* [GIVEN EXERCISE]:
Set every record down verbatim and omit the pictures.

* [DATA SHOWN]:
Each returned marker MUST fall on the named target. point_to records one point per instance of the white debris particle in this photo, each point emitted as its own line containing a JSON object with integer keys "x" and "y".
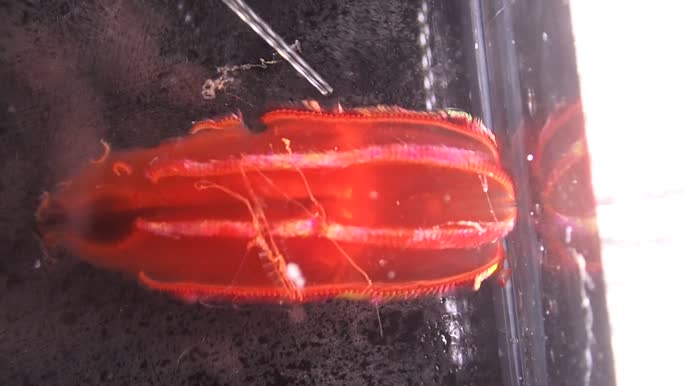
{"x": 295, "y": 274}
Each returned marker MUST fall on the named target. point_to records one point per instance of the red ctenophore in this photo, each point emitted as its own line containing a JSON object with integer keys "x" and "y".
{"x": 371, "y": 203}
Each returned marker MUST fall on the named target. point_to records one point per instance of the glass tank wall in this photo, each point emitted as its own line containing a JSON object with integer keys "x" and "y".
{"x": 136, "y": 73}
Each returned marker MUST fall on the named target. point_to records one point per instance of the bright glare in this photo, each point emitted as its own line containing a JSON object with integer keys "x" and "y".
{"x": 631, "y": 63}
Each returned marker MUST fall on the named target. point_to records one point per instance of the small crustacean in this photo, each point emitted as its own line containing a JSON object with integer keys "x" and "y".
{"x": 370, "y": 203}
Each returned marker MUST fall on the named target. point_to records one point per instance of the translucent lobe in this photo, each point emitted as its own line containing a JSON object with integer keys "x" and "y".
{"x": 371, "y": 203}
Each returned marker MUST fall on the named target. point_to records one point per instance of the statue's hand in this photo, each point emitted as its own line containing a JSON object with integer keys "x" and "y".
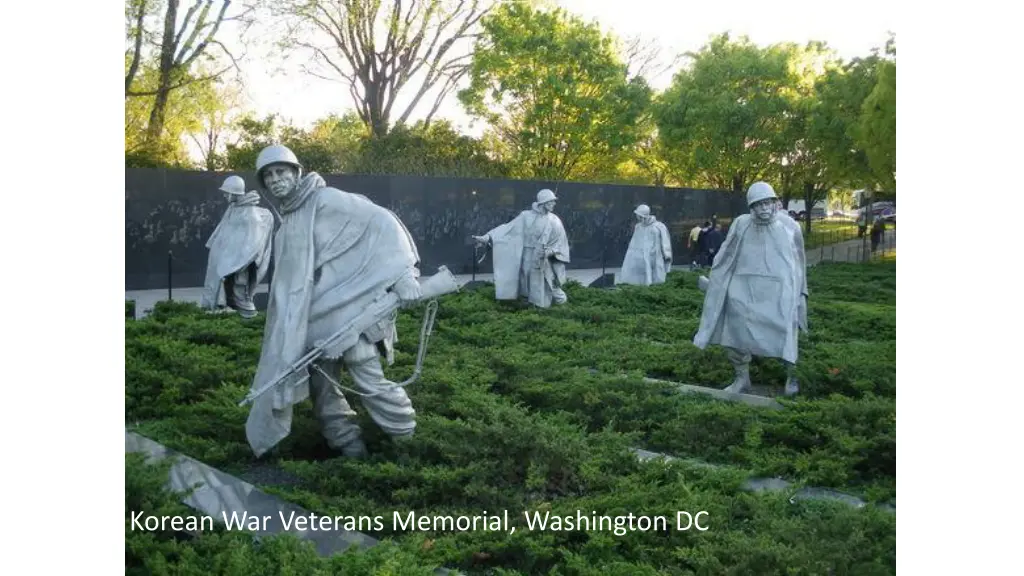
{"x": 408, "y": 289}
{"x": 802, "y": 312}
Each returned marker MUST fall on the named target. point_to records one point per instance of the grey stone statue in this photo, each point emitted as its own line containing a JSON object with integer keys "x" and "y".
{"x": 530, "y": 253}
{"x": 336, "y": 255}
{"x": 648, "y": 257}
{"x": 240, "y": 251}
{"x": 756, "y": 296}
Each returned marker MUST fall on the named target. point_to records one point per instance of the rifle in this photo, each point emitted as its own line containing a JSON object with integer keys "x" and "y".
{"x": 384, "y": 306}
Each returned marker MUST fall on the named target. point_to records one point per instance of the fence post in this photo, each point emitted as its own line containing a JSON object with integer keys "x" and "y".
{"x": 170, "y": 274}
{"x": 474, "y": 262}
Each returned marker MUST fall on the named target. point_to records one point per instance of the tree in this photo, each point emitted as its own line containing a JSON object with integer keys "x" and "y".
{"x": 725, "y": 114}
{"x": 331, "y": 146}
{"x": 553, "y": 90}
{"x": 215, "y": 123}
{"x": 185, "y": 110}
{"x": 878, "y": 122}
{"x": 171, "y": 53}
{"x": 379, "y": 53}
{"x": 810, "y": 128}
{"x": 428, "y": 150}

* [TASK SOLUTION]:
Each returned marker MUST fall on the named target. point_to records one point per instance of the white debris particle in this photo, each point emitted as its own line containing a JSON object with integer keys "x" and "y".
{"x": 295, "y": 274}
Each returned marker MUST fall on the named target. point_to records one point per instance of the red ctenophore in this photo, each point emitted as its own line containing a JSON object with integer keys "x" and "y".
{"x": 371, "y": 203}
Each returned marker MUST fall on the named target. point_to records one point per instance of the glass tank wall in this photo, each point emitted as its own line containing a JSON object with integer keys "x" and "y".
{"x": 136, "y": 73}
Each returned marker MUST fall on the named target. point_to records one point per instance of the bright glare in this photo, each point emitted as its own line containing a JSON object with integer keys "x" and "y".
{"x": 631, "y": 63}
Each returned marker MUST fall on the named target. point_to records one point per instance of the small crustacean in this photo, each point emitted as its own line containing a JSON object with integer keys "x" and "y".
{"x": 370, "y": 203}
Each returned marker MUST fall on the named target. point_to records one point per instance of the translucent lobe in this photo, each point emitted as its own line containing a JSON object with integer keys "x" and "y".
{"x": 371, "y": 203}
Each returned marker MUST fall on the named target. point_to records one point per instance of the statue's hand in this photo, each point emitted as its own line containing a JSON object with integer keys "x" and "y".
{"x": 408, "y": 289}
{"x": 802, "y": 312}
Each returned marker MUST fall on the named target. point_to records one point per instance of the grey stone statue in this photo, each point emitted as its own line containing a JSON object with integer keys "x" and "y".
{"x": 530, "y": 253}
{"x": 336, "y": 255}
{"x": 648, "y": 257}
{"x": 240, "y": 251}
{"x": 756, "y": 296}
Each returned marker MUST fall on the named target. point_to records one point per instance of the rifle in this photo, each point emitted as its own line containing a JSON object with integer keys "x" and "y".
{"x": 384, "y": 306}
Each returned marker MUST fall on the named target. point_to records one point per instance of the fence post in this photo, each point emitted as its own line containing a JSON object with integer keys "x" and "y".
{"x": 170, "y": 274}
{"x": 474, "y": 262}
Each returned marker MUST fall on the named target. point_to records one point per instance of the tree in this photo, each point emitted as its own line containing a JSON object with integer keys "x" and "y".
{"x": 725, "y": 114}
{"x": 331, "y": 146}
{"x": 553, "y": 90}
{"x": 215, "y": 123}
{"x": 185, "y": 110}
{"x": 878, "y": 122}
{"x": 171, "y": 53}
{"x": 379, "y": 53}
{"x": 810, "y": 128}
{"x": 428, "y": 150}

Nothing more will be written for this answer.